═══ DATA SECTION
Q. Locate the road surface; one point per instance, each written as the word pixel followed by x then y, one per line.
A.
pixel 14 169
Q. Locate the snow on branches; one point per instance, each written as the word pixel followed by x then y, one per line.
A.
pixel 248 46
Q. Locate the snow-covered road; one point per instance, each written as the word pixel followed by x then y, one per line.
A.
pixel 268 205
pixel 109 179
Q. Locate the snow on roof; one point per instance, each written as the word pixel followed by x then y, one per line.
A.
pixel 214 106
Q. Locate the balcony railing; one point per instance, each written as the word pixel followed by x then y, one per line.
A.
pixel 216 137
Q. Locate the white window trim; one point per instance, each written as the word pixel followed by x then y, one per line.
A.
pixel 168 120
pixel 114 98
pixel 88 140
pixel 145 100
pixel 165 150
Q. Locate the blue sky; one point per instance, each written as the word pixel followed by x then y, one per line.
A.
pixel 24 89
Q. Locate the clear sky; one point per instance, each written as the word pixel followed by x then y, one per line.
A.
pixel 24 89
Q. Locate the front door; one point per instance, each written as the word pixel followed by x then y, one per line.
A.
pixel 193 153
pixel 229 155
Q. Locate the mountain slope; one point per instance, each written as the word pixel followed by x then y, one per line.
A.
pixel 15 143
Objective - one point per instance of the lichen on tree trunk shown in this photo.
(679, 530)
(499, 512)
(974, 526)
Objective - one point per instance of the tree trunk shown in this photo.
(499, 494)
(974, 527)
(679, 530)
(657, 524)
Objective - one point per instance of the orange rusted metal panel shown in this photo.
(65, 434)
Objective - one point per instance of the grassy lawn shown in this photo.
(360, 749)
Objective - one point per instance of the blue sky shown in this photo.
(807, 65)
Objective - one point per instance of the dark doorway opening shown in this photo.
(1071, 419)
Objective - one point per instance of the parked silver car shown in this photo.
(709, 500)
══════
ABOUT THIS TASK: Reproduce each line of the material that mentions "road".

WRITTEN RESPONSE:
Q. Locate the road surface; one point per instance, each written as the word pixel followed by x then y, one per line.
Q. Locate the snow-covered road; one point per instance, each written as the word pixel followed by x then y, one per line.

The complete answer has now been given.